▶ _EXERCISE GOAL_:
Collect every line of the records below that contains the string "query". Treat uppercase and lowercase letters as different.

(Records from a data collection)

▽

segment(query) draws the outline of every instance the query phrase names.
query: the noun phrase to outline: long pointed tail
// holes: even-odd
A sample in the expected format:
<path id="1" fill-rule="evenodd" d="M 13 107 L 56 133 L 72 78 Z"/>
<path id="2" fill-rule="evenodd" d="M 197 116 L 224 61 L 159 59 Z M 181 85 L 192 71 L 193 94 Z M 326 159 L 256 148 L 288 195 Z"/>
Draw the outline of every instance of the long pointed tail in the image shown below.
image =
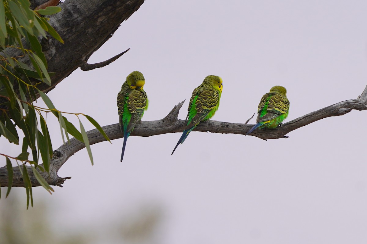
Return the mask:
<path id="1" fill-rule="evenodd" d="M 251 133 L 251 132 L 252 132 L 252 131 L 253 131 L 254 130 L 255 130 L 255 129 L 256 129 L 257 127 L 259 127 L 261 125 L 261 123 L 258 123 L 257 124 L 255 125 L 254 125 L 254 127 L 253 127 L 252 128 L 251 128 L 251 129 L 250 129 L 250 130 L 248 131 L 248 132 L 247 133 L 246 133 L 246 135 L 248 135 L 249 134 L 250 134 L 250 133 Z"/>
<path id="2" fill-rule="evenodd" d="M 176 146 L 175 147 L 175 149 L 173 149 L 173 151 L 172 151 L 172 153 L 171 154 L 171 155 L 173 154 L 173 153 L 175 152 L 175 150 L 176 150 L 176 149 L 177 148 L 177 147 L 179 145 L 184 143 L 184 142 L 185 140 L 186 139 L 186 138 L 187 137 L 188 135 L 189 135 L 189 134 L 191 131 L 194 128 L 193 127 L 191 127 L 190 129 L 185 129 L 184 131 L 184 132 L 182 132 L 182 135 L 181 136 L 181 137 L 180 138 L 179 140 L 178 140 L 178 142 L 177 142 L 177 144 L 176 144 Z"/>
<path id="3" fill-rule="evenodd" d="M 121 152 L 121 161 L 122 162 L 122 159 L 124 158 L 124 154 L 125 153 L 125 147 L 126 146 L 126 141 L 127 140 L 127 138 L 130 135 L 130 132 L 124 132 L 124 144 L 122 146 L 122 151 Z"/>

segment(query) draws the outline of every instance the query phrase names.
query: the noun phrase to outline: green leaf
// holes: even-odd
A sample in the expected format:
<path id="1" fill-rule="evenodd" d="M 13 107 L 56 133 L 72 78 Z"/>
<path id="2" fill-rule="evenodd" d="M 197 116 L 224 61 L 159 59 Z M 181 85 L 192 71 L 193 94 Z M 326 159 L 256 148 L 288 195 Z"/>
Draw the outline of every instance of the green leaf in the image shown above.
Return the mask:
<path id="1" fill-rule="evenodd" d="M 6 113 L 5 114 L 5 127 L 12 135 L 15 136 L 17 140 L 19 142 L 19 136 L 18 136 L 18 132 L 15 128 L 15 125 L 14 125 L 13 122 L 9 118 Z"/>
<path id="2" fill-rule="evenodd" d="M 33 20 L 28 20 L 28 16 L 22 11 L 18 4 L 15 3 L 15 1 L 8 1 L 8 2 L 9 8 L 11 11 L 11 14 L 19 22 L 28 32 L 32 33 L 32 27 L 33 25 L 33 23 L 32 22 Z M 30 20 L 31 21 L 30 22 Z"/>
<path id="3" fill-rule="evenodd" d="M 45 28 L 47 28 L 47 27 L 44 25 L 42 20 L 39 19 L 39 17 L 38 15 L 36 16 L 36 19 L 34 20 L 34 26 L 37 29 L 38 32 L 41 33 L 41 34 L 45 38 L 47 38 L 46 33 L 45 33 L 44 29 L 43 27 L 44 27 Z"/>
<path id="4" fill-rule="evenodd" d="M 46 104 L 46 105 L 47 106 L 47 108 L 49 108 L 50 109 L 56 109 L 55 108 L 55 106 L 54 106 L 54 104 L 52 103 L 52 102 L 51 101 L 51 100 L 50 100 L 50 99 L 47 95 L 45 94 L 43 91 L 42 91 L 40 90 L 39 90 L 38 89 L 37 89 L 37 91 L 40 94 L 41 97 L 42 98 L 42 100 L 43 100 L 43 101 L 44 102 L 44 103 Z"/>
<path id="5" fill-rule="evenodd" d="M 15 106 L 15 101 L 16 100 L 15 93 L 14 92 L 14 90 L 12 89 L 13 84 L 5 77 L 3 76 L 1 77 L 1 83 L 3 83 L 8 93 L 8 96 L 10 99 L 10 106 L 11 107 L 11 108 L 14 109 Z"/>
<path id="6" fill-rule="evenodd" d="M 55 29 L 54 29 L 52 26 L 50 25 L 50 24 L 48 23 L 48 22 L 44 19 L 41 18 L 41 19 L 42 20 L 43 23 L 46 26 L 47 26 L 47 31 L 50 33 L 50 34 L 52 35 L 54 38 L 56 39 L 61 43 L 63 43 L 64 41 L 62 40 L 61 37 L 57 32 L 56 32 L 56 31 L 55 30 Z"/>
<path id="7" fill-rule="evenodd" d="M 45 139 L 44 136 L 38 131 L 38 140 L 37 145 L 38 146 L 38 150 L 41 153 L 41 157 L 42 159 L 42 162 L 44 166 L 45 169 L 47 172 L 50 169 L 50 155 L 49 154 L 48 144 Z"/>
<path id="8" fill-rule="evenodd" d="M 42 133 L 43 134 L 45 139 L 47 141 L 47 143 L 48 145 L 48 155 L 51 158 L 51 157 L 52 157 L 53 151 L 52 150 L 52 144 L 51 143 L 51 138 L 50 137 L 50 132 L 48 132 L 48 128 L 47 127 L 46 120 L 41 115 L 40 115 L 40 120 L 41 123 L 41 129 L 42 130 Z"/>
<path id="9" fill-rule="evenodd" d="M 41 68 L 38 66 L 38 64 L 37 64 L 37 62 L 36 61 L 36 60 L 34 59 L 32 55 L 28 55 L 28 57 L 29 57 L 29 60 L 30 60 L 31 62 L 32 63 L 32 65 L 33 65 L 33 68 L 36 70 L 36 71 L 37 72 L 37 74 L 38 75 L 38 76 L 39 77 L 42 77 L 43 74 L 41 70 Z M 42 79 L 42 81 L 43 82 L 43 80 Z"/>
<path id="10" fill-rule="evenodd" d="M 6 22 L 5 19 L 5 8 L 4 6 L 4 2 L 0 0 L 0 31 L 4 36 L 8 34 L 6 33 Z"/>
<path id="11" fill-rule="evenodd" d="M 83 136 L 81 135 L 81 133 L 79 132 L 78 129 L 74 126 L 74 125 L 69 122 L 66 118 L 63 116 L 62 116 L 62 118 L 64 120 L 65 125 L 66 126 L 66 128 L 67 129 L 68 132 L 75 137 L 76 139 L 84 142 L 84 141 L 83 140 Z"/>
<path id="12" fill-rule="evenodd" d="M 36 62 L 37 63 L 37 64 L 38 65 L 39 67 L 41 69 L 41 70 L 43 73 L 43 74 L 45 76 L 45 78 L 46 79 L 46 81 L 44 80 L 43 80 L 43 82 L 46 83 L 49 86 L 51 85 L 51 78 L 50 78 L 50 76 L 48 75 L 48 73 L 47 72 L 47 68 L 46 68 L 46 66 L 45 64 L 43 63 L 42 61 L 42 60 L 38 56 L 36 55 L 34 53 L 33 53 L 30 56 L 33 56 L 33 57 L 34 59 L 34 60 L 36 61 Z M 46 59 L 46 58 L 45 58 Z M 41 75 L 42 77 L 42 75 Z"/>
<path id="13" fill-rule="evenodd" d="M 79 118 L 78 118 L 79 119 Z M 81 132 L 81 135 L 83 137 L 83 140 L 84 141 L 84 144 L 86 145 L 86 148 L 87 149 L 87 151 L 88 152 L 88 155 L 89 155 L 89 158 L 90 159 L 91 162 L 92 163 L 92 165 L 93 165 L 93 156 L 92 155 L 92 150 L 91 150 L 91 147 L 89 145 L 89 141 L 88 140 L 88 137 L 87 135 L 87 133 L 86 132 L 86 130 L 84 129 L 84 127 L 83 126 L 83 124 L 81 123 L 81 121 L 80 121 L 80 120 L 79 120 L 79 124 L 80 126 L 80 132 Z"/>
<path id="14" fill-rule="evenodd" d="M 23 165 L 23 180 L 24 182 L 24 186 L 25 187 L 26 192 L 27 193 L 27 209 L 29 206 L 29 199 L 30 198 L 30 205 L 33 207 L 33 196 L 32 195 L 32 185 L 30 183 L 30 179 L 28 174 L 27 167 Z"/>
<path id="15" fill-rule="evenodd" d="M 3 122 L 0 121 L 0 134 L 1 134 L 6 137 L 10 142 L 13 142 L 15 144 L 19 144 L 19 140 L 17 139 L 15 136 L 14 135 L 9 131 L 5 125 L 3 123 Z"/>
<path id="16" fill-rule="evenodd" d="M 37 118 L 36 112 L 33 109 L 29 109 L 29 113 L 25 117 L 24 122 L 29 134 L 25 134 L 27 136 L 29 147 L 33 149 L 36 147 L 36 134 L 37 131 Z"/>
<path id="17" fill-rule="evenodd" d="M 100 132 L 101 134 L 102 134 L 102 135 L 103 135 L 103 137 L 106 138 L 106 139 L 110 142 L 111 142 L 111 141 L 110 140 L 110 139 L 108 138 L 108 136 L 107 136 L 107 135 L 106 134 L 106 133 L 105 132 L 105 131 L 103 130 L 103 129 L 102 129 L 102 127 L 101 127 L 99 124 L 97 123 L 97 121 L 94 120 L 94 119 L 91 116 L 89 116 L 88 115 L 84 115 L 84 116 L 86 116 L 86 117 L 87 118 L 87 119 L 88 119 L 88 120 L 89 120 L 89 122 L 91 123 L 92 124 L 94 125 L 94 126 L 95 127 L 95 128 L 96 128 L 99 131 L 99 132 Z"/>
<path id="18" fill-rule="evenodd" d="M 42 15 L 49 15 L 54 14 L 61 11 L 61 8 L 57 6 L 49 6 L 44 9 L 39 9 L 34 11 L 37 14 Z"/>
<path id="19" fill-rule="evenodd" d="M 28 149 L 28 141 L 25 137 L 23 138 L 23 144 L 22 144 L 22 151 L 26 152 Z"/>
<path id="20" fill-rule="evenodd" d="M 8 171 L 8 190 L 6 192 L 5 198 L 8 197 L 8 195 L 10 193 L 11 187 L 13 186 L 13 166 L 11 165 L 11 162 L 8 157 L 6 158 L 6 170 Z"/>
<path id="21" fill-rule="evenodd" d="M 36 136 L 36 138 L 37 138 L 37 136 Z M 33 160 L 36 164 L 38 163 L 38 156 L 37 148 L 36 147 L 35 147 L 34 148 L 32 149 L 32 157 L 33 157 Z"/>
<path id="22" fill-rule="evenodd" d="M 29 153 L 28 152 L 23 152 L 18 155 L 17 158 L 21 161 L 25 161 L 28 159 L 28 157 L 29 156 Z"/>
<path id="23" fill-rule="evenodd" d="M 42 73 L 42 76 L 40 76 L 36 71 L 35 71 L 34 70 L 28 70 L 28 69 L 26 69 L 23 67 L 21 68 L 19 67 L 14 67 L 14 68 L 18 72 L 22 72 L 22 73 L 24 73 L 24 74 L 26 75 L 27 77 L 31 77 L 32 78 L 34 78 L 35 79 L 41 79 L 45 77 L 43 73 Z M 49 72 L 48 75 L 51 77 L 53 75 L 55 75 L 56 74 L 55 72 Z"/>
<path id="24" fill-rule="evenodd" d="M 69 134 L 68 134 L 68 128 L 67 127 L 66 127 L 66 124 L 65 123 L 65 121 L 64 120 L 64 118 L 65 117 L 61 115 L 61 113 L 60 112 L 58 112 L 58 113 L 59 124 L 60 124 L 60 129 L 61 131 L 61 135 L 62 136 L 62 141 L 64 142 L 64 144 L 65 144 L 63 134 L 62 133 L 62 128 L 63 128 L 64 130 L 65 131 L 65 135 L 66 137 L 66 139 L 68 140 L 68 142 L 70 142 L 69 138 Z"/>
<path id="25" fill-rule="evenodd" d="M 43 187 L 43 188 L 46 189 L 48 192 L 50 192 L 50 194 L 52 194 L 52 192 L 54 192 L 54 189 L 52 188 L 52 187 L 50 186 L 48 183 L 41 176 L 41 174 L 39 173 L 37 170 L 36 169 L 36 168 L 32 167 L 32 170 L 33 170 L 33 173 L 34 174 L 34 176 L 36 177 L 36 179 L 41 185 Z"/>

△

▶ _EXERCISE OUTPUT_:
segment(query) draws the outline of every instance the query phrase names.
query: the noun phrase to outline: long pointed tail
segment(query) draws the outline of every instance the query phrase names.
query: the noun phrase to outline: green leaf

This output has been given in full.